### TO-DO ITEM
Lay out every line of the data below as a JSON list of strings, one string per line, skipping blank lines. Leave the pictures out of your answer.

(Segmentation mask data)
========

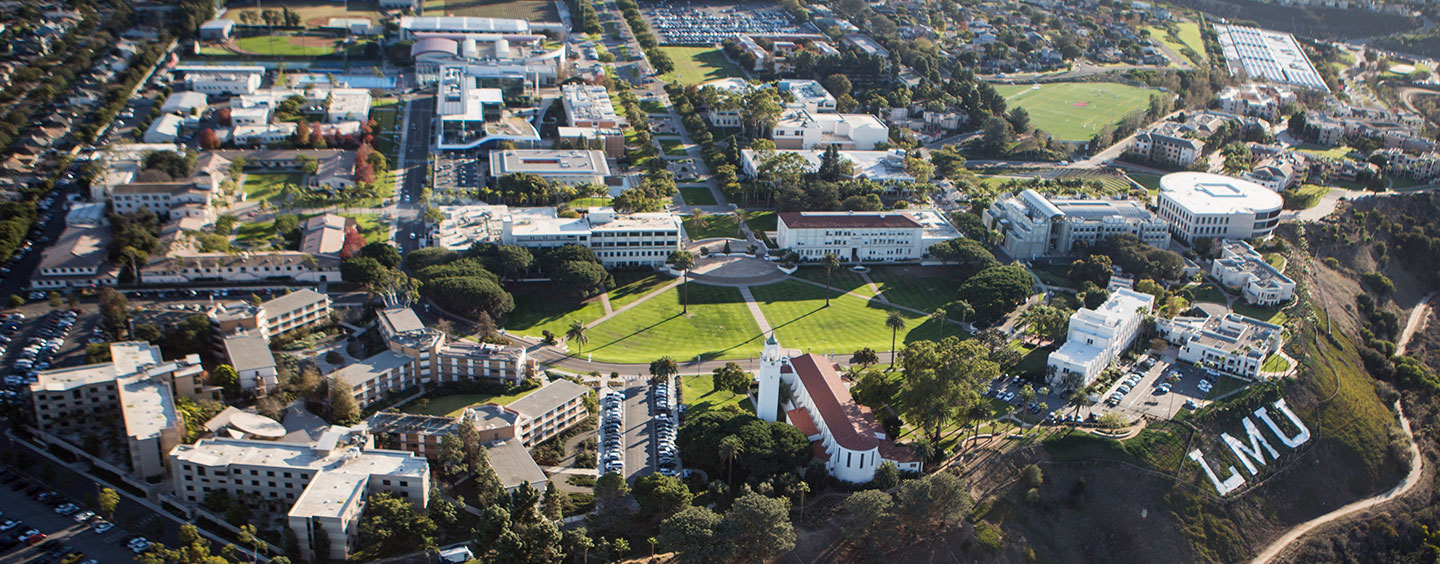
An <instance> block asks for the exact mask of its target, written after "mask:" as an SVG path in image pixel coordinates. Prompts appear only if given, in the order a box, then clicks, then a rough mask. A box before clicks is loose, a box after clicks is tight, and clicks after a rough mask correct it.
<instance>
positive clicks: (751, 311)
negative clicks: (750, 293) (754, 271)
mask: <svg viewBox="0 0 1440 564" xmlns="http://www.w3.org/2000/svg"><path fill="white" fill-rule="evenodd" d="M740 296H743V298H744V306H746V308H750V317H753V318H755V324H756V325H759V327H760V332H762V334H765V335H769V334H770V331H772V329H770V322H769V321H768V319H765V312H762V311H760V304H756V302H755V294H750V286H740Z"/></svg>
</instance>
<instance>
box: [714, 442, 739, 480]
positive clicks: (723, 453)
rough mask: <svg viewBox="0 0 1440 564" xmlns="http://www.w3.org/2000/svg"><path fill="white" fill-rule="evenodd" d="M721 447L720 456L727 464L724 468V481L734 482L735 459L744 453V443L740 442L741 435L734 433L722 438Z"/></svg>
mask: <svg viewBox="0 0 1440 564" xmlns="http://www.w3.org/2000/svg"><path fill="white" fill-rule="evenodd" d="M719 447H720V458H723V459H724V462H726V465H727V466H726V470H724V481H726V482H732V478H733V476H734V459H736V458H737V456H740V455H742V453H744V443H742V442H740V437H737V436H734V435H732V436H727V437H724V439H720V445H719Z"/></svg>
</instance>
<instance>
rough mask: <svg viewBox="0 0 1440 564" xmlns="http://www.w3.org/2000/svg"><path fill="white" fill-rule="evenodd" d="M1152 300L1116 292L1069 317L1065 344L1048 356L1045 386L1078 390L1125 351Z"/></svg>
mask: <svg viewBox="0 0 1440 564" xmlns="http://www.w3.org/2000/svg"><path fill="white" fill-rule="evenodd" d="M1153 305H1155V296H1152V295H1149V294H1142V292H1136V291H1132V289H1123V288H1120V289H1116V291H1115V294H1110V298H1109V299H1106V301H1104V304H1100V306H1099V308H1094V309H1090V308H1081V309H1079V311H1076V312H1074V314H1071V315H1070V328H1068V334H1067V335H1066V344H1063V345H1060V348H1058V350H1056V351H1054V353H1050V358H1048V360H1047V373H1048V374H1050V377H1048V383H1050V386H1051V387H1054V388H1070V390H1080V388H1084V387H1086V386H1090V383H1092V381H1094V378H1096V377H1099V376H1100V373H1102V371H1104V368H1106V367H1109V365H1110V361H1113V360H1115V358H1116V357H1119V355H1120V353H1123V351H1125V348H1126V347H1129V345H1130V344H1132V342H1135V337H1136V335H1139V332H1140V324H1142V321H1143V319H1145V315H1148V314H1149V312H1151V308H1152V306H1153Z"/></svg>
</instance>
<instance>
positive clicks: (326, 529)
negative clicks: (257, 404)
mask: <svg viewBox="0 0 1440 564" xmlns="http://www.w3.org/2000/svg"><path fill="white" fill-rule="evenodd" d="M360 443H361V439H359V437H357V436H356V435H353V433H351V432H350V430H348V429H346V427H331V429H330V430H327V432H325V433H324V435H321V437H320V439H318V440H315V442H314V443H308V445H297V443H287V442H269V440H245V439H200V440H199V442H196V443H194V445H180V446H176V447H174V450H170V469H171V472H170V473H171V482H173V486H174V495H176V498H179V499H181V501H186V502H190V504H202V502H204V496H206V493H209V492H216V491H223V492H226V493H229V495H230V498H232V499H245V498H251V496H253V498H258V499H262V501H266V502H272V504H281V506H289V509H288V512H287V524H288V525H289V529H291V532H294V534H295V538H298V540H300V552H301V554H297V557H300V558H304V560H307V561H315V558H314V551H315V547H317V542H315V538H317V535H318V534H317V531H318V529H324V535H325V537H327V540H328V544H330V554H328V555H327V557H328V558H327V560H331V561H344V560H346V558H347V557H348V555H350V550H351V548H354V544H356V541H357V540H359V535H360V515H361V514H363V511H364V505H366V499H367V498H369V496H372V495H374V493H379V492H389V493H393V495H396V496H399V498H402V499H408V501H410V502H412V504H415V506H416V508H418V509H419V511H425V508H426V506H428V505H429V495H431V478H429V473H431V468H429V466H431V465H429V463H428V462H426V460H425V458H423V456H416V455H415V453H409V452H403V450H382V449H366V447H363V446H361V445H360Z"/></svg>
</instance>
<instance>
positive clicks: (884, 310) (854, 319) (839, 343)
mask: <svg viewBox="0 0 1440 564" xmlns="http://www.w3.org/2000/svg"><path fill="white" fill-rule="evenodd" d="M750 292H753V294H755V299H756V301H757V302H759V304H760V311H762V312H763V314H765V319H766V321H769V324H770V328H773V329H775V335H776V338H778V340H779V341H780V345H783V347H786V348H799V350H802V351H806V353H816V354H827V353H834V354H840V355H845V357H848V355H850V354H851V353H854V351H857V350H861V348H865V347H870V348H874V350H876V351H877V353H880V351H888V350H890V328H887V327H886V317H888V315H890V311H891V308H888V306H886V305H883V304H880V301H878V299H868V301H867V299H861V298H855V296H850V295H844V294H838V292H832V294H831V295H832V296H834V298H832V299H831V301H829V308H825V288H816V286H812V285H809V283H805V282H796V281H783V282H779V283H772V285H768V286H755V288H750ZM900 314H901V315H904V317H906V328H904V329H900V338H899V340H896V347H903V345H904V344H906V342H909V341H914V340H933V338H936V337H939V331H937V329H939V319H936V321H929V319H923V318H920V315H916V314H910V312H907V311H901V312H900Z"/></svg>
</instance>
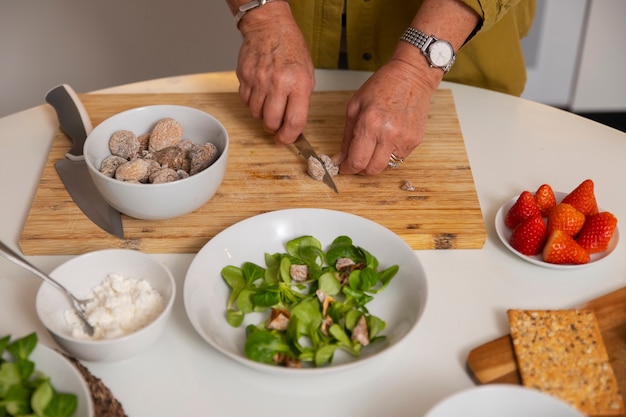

========

### TASK RESPONSE
[
  "An <instance> block asks for the exact mask of its target, written after \"mask:\" as an SVG path in image pixel coordinates. Prompts appear only if given, in the order a box, then clicks, then a rough mask. A box before clicks is loose, a box after clicks is tight, and clicks after a rough mask correct it.",
  "<instance>",
  "positive clicks: (751, 311)",
  "negative clicks: (750, 293) (754, 271)",
  "mask: <svg viewBox=\"0 0 1440 564\" xmlns=\"http://www.w3.org/2000/svg\"><path fill=\"white\" fill-rule=\"evenodd\" d=\"M740 296H743V298H744V306H746V308H750V317H753V318H755V324H756V325H759V327H760V332H762V334H765V335H769V334H770V331H772V329H770V322H769V321H768V319H765V312H762V311H760V304H756V302H755V294H750V286H740Z\"/></svg>",
  "</instance>",
  "<instance>",
  "box: [714, 442, 739, 480]",
  "positive clicks: (723, 453)",
  "rough mask: <svg viewBox=\"0 0 1440 564\" xmlns=\"http://www.w3.org/2000/svg\"><path fill=\"white\" fill-rule=\"evenodd\" d=\"M721 447L720 456L727 464L724 468V481L734 482L735 459L744 453V443L740 442L741 435L734 433L722 438Z\"/></svg>",
  "mask: <svg viewBox=\"0 0 1440 564\" xmlns=\"http://www.w3.org/2000/svg\"><path fill=\"white\" fill-rule=\"evenodd\" d=\"M719 447H720V458H723V459H724V462H726V465H727V466H726V470H724V481H726V482H732V478H733V476H734V459H736V458H737V456H740V455H742V453H744V443H742V442H740V437H737V436H734V435H732V436H727V437H724V439H720V445H719Z\"/></svg>",
  "</instance>",
  "<instance>",
  "rough mask: <svg viewBox=\"0 0 1440 564\" xmlns=\"http://www.w3.org/2000/svg\"><path fill=\"white\" fill-rule=\"evenodd\" d=\"M1152 300L1116 292L1069 317L1065 344L1048 356L1045 386L1078 390L1125 351Z\"/></svg>",
  "mask: <svg viewBox=\"0 0 1440 564\" xmlns=\"http://www.w3.org/2000/svg\"><path fill=\"white\" fill-rule=\"evenodd\" d=\"M1153 305H1155V296H1152V295H1149V294H1142V292H1136V291H1132V289H1123V288H1120V289H1116V291H1115V294H1110V298H1109V299H1106V301H1104V304H1100V306H1099V308H1094V309H1090V308H1081V309H1079V311H1076V312H1074V314H1071V315H1070V328H1068V334H1067V335H1066V344H1063V345H1060V348H1058V350H1056V351H1054V353H1050V358H1048V360H1047V373H1048V374H1050V377H1048V383H1050V386H1051V387H1054V388H1070V390H1080V388H1084V387H1086V386H1090V383H1092V381H1094V378H1096V377H1099V376H1100V373H1102V371H1104V368H1106V367H1109V365H1110V361H1113V360H1115V358H1116V357H1119V355H1120V353H1123V351H1125V348H1126V347H1129V345H1130V344H1132V342H1135V337H1136V335H1139V332H1140V324H1142V321H1143V319H1145V315H1148V314H1149V312H1151V308H1152V306H1153Z\"/></svg>",
  "</instance>",
  "<instance>",
  "positive clicks: (326, 529)",
  "negative clicks: (257, 404)",
  "mask: <svg viewBox=\"0 0 1440 564\" xmlns=\"http://www.w3.org/2000/svg\"><path fill=\"white\" fill-rule=\"evenodd\" d=\"M360 443H361V439H359V437H357V436H356V435H353V433H351V432H350V430H348V429H346V427H331V429H330V430H327V432H325V433H324V435H321V437H320V439H318V440H315V442H314V443H308V445H297V443H287V442H269V440H245V439H200V440H199V442H196V443H194V445H180V446H176V447H174V450H170V469H171V472H170V473H171V482H173V486H174V495H176V498H179V499H181V501H186V502H190V504H202V502H204V496H206V493H209V492H216V491H223V492H226V493H229V495H230V498H232V499H245V498H251V496H253V498H258V499H262V501H266V502H272V504H281V506H289V509H288V512H287V524H288V525H289V529H291V532H294V534H295V538H298V540H300V552H301V554H297V557H300V558H304V560H307V561H315V558H314V551H315V547H317V542H315V538H317V535H318V534H317V531H318V529H324V535H325V537H327V540H328V544H330V554H328V555H327V557H328V558H327V560H331V561H344V560H346V558H347V557H348V555H350V550H351V548H354V544H356V541H357V540H359V535H360V515H361V514H363V511H364V505H366V499H367V498H369V496H372V495H374V493H379V492H389V493H393V495H396V496H399V498H402V499H408V501H410V502H412V504H415V506H416V508H418V509H419V511H425V508H426V506H428V505H429V495H431V478H429V473H431V468H429V466H431V465H429V463H428V462H426V460H425V458H423V456H416V455H415V453H409V452H403V450H382V449H366V447H363V446H361V445H360Z\"/></svg>",
  "</instance>",
  "<instance>",
  "positive clicks: (884, 310) (854, 319) (839, 343)",
  "mask: <svg viewBox=\"0 0 1440 564\" xmlns=\"http://www.w3.org/2000/svg\"><path fill=\"white\" fill-rule=\"evenodd\" d=\"M750 292H753V294H755V299H756V301H757V302H759V304H760V311H762V312H763V314H765V319H766V321H769V324H770V328H773V329H775V335H776V338H778V340H779V341H780V345H783V347H786V348H799V350H802V351H806V353H816V354H827V353H834V354H840V355H845V357H848V355H850V354H851V353H854V351H857V350H861V348H865V347H870V348H874V350H876V351H877V353H880V351H888V350H890V328H887V327H886V317H888V315H890V311H891V308H888V306H886V305H883V304H880V301H878V299H868V301H867V299H861V298H855V296H850V295H844V294H838V292H832V294H831V295H832V296H834V298H832V299H831V301H829V308H825V288H816V286H812V285H809V283H805V282H796V281H783V282H779V283H772V285H768V286H755V288H750ZM900 314H901V315H904V317H906V328H904V329H900V338H899V340H896V347H903V345H904V344H906V342H909V341H914V340H933V338H936V337H939V331H937V329H939V319H936V321H929V319H923V318H920V315H916V314H910V312H907V311H901V312H900Z\"/></svg>",
  "</instance>"
]